=== OBJECTIVE ===
Starting at the line that contains "of the ship's", quote each line exactly through the last line of the entries, both included.

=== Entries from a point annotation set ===

++++++

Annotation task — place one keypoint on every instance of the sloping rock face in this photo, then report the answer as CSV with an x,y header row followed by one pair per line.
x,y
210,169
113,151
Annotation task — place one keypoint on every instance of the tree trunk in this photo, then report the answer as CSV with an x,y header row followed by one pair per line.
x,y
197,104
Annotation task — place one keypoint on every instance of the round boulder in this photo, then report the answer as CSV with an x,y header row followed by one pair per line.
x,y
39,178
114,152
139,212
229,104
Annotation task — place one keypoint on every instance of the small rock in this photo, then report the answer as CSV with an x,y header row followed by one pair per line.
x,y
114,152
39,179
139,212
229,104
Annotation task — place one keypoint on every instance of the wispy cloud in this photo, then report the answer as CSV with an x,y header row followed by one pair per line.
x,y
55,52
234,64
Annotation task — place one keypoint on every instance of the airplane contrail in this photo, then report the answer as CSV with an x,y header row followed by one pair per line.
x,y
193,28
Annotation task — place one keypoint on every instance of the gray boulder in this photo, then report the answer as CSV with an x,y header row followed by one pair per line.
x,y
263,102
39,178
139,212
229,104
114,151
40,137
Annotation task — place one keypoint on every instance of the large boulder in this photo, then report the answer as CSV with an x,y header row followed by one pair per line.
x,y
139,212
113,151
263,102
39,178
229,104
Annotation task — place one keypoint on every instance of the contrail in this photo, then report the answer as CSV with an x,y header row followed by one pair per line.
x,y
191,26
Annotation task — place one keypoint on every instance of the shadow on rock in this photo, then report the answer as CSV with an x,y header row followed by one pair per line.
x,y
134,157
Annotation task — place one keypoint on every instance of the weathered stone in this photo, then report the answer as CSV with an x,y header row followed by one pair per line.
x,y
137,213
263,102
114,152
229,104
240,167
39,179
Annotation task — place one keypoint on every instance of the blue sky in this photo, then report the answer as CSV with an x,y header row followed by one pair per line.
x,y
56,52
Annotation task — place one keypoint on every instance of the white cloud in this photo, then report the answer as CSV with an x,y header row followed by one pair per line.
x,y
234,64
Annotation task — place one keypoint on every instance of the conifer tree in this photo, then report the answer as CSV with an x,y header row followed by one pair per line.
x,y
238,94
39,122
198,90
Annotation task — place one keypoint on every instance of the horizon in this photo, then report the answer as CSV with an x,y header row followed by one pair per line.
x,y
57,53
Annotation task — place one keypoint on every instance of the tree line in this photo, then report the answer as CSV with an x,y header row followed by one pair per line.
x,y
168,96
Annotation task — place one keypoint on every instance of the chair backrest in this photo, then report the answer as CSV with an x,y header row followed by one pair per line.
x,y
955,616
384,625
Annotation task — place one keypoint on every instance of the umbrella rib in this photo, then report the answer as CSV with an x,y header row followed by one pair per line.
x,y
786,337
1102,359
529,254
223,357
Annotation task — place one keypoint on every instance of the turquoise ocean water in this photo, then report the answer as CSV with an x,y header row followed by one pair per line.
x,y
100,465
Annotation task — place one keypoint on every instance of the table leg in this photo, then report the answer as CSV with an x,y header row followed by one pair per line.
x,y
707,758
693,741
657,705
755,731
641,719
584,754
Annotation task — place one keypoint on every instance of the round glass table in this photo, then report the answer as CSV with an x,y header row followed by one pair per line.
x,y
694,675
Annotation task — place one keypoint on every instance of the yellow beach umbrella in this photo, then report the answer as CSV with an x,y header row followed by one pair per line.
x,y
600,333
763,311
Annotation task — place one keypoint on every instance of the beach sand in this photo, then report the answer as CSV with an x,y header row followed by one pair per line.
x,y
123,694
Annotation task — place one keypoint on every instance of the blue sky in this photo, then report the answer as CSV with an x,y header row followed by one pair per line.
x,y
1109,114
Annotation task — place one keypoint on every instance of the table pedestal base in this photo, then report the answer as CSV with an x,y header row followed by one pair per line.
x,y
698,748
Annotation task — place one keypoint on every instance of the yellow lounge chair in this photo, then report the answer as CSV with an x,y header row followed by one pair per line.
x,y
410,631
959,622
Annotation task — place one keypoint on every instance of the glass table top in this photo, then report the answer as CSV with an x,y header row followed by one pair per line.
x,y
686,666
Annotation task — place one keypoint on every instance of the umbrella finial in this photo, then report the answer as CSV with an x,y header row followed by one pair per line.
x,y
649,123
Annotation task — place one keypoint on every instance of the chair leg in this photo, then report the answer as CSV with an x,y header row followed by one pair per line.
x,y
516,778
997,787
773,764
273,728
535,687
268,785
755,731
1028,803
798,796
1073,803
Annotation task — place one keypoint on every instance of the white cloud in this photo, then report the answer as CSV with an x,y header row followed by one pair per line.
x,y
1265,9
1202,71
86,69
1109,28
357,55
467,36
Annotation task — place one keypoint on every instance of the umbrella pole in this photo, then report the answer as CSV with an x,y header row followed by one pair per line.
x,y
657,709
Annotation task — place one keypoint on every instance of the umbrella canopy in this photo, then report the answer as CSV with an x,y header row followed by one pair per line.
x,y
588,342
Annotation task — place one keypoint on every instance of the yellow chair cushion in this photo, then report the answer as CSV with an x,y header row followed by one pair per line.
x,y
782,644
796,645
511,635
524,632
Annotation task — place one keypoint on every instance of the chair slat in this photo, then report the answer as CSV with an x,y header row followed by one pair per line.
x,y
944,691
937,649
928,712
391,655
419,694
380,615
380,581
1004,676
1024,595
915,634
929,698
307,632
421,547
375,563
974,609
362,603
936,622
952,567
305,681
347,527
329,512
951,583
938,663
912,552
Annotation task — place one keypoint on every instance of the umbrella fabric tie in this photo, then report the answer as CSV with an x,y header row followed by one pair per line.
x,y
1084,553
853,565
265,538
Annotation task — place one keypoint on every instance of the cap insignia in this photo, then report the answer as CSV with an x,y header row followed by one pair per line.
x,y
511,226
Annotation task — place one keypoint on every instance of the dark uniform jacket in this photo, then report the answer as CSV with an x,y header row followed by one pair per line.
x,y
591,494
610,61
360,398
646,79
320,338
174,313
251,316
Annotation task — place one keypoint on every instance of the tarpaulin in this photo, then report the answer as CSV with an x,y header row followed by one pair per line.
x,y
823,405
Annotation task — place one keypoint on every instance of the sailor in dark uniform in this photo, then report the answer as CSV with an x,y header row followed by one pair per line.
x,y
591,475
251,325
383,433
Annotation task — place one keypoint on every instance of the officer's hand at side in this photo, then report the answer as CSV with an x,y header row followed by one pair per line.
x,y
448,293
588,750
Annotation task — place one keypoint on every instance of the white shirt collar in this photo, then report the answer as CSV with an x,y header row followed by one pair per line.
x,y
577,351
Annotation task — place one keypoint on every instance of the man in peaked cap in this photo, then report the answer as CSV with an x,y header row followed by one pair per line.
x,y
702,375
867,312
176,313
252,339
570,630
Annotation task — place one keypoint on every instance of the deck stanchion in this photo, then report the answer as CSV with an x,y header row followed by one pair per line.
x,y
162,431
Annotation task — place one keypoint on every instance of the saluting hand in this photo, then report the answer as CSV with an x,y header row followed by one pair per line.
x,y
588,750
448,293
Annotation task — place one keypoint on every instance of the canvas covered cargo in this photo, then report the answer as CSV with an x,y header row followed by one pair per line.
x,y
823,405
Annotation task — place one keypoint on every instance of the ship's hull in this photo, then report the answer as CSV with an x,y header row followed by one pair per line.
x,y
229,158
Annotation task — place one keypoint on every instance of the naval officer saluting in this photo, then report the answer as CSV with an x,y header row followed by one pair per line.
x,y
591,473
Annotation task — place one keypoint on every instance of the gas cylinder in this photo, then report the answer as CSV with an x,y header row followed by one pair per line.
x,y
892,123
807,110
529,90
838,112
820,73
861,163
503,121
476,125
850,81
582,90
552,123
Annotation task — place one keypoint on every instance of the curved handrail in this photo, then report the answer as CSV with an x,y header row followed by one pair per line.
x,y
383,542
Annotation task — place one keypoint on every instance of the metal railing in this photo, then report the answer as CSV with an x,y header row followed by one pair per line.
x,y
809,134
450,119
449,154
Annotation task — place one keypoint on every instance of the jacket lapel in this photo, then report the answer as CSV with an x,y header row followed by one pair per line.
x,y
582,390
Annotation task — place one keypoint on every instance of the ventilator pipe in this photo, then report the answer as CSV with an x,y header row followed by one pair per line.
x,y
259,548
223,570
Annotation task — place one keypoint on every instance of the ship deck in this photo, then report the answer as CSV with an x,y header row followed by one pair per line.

++++++

=== TASK RESULT ===
Annotation task — place one keypoint on every instance of the ship's hull in this photo, then report the answer as CSV with an x,y header row followed by one pair per line.
x,y
229,158
Annotation task — place one keypoint on every instance of the naval officer saluting in this photo, then report the answer as CSV with an x,y header row followed by one pair per line.
x,y
591,473
Annotation task — place one keypoint on every instance of the gas cylinder in this photo, then report the answer as CSV with an x,y header row followed by one pair per line.
x,y
892,123
807,110
529,90
838,112
820,73
861,163
503,121
476,125
850,81
582,90
552,123
Annotation task — place one keypoint on every instance of the curved handrail in this photo, then report the answer as CSV with an x,y header row followed by one pair per line.
x,y
383,542
Annotation task — place one keypoint on every instance of the metal railing in this photo, then report the answer as CSV with an x,y header row followed by one pair per line.
x,y
809,134
450,119
449,154
Annotation task — place one keypoint on every instance of the jacket lapel in this photo, then report the answer as CSV with an x,y header row followed by one pair per line.
x,y
582,390
Annotation task — place one keypoint on every instance of the ventilator pipe in this photo, then report the answer as CSV with an x,y header row followed by one pair per line.
x,y
259,548
223,570
Annotation task — place one keypoint on every instance of the ship deck in this photo, then report the answer as CSV with an x,y header row followed by one pair per line.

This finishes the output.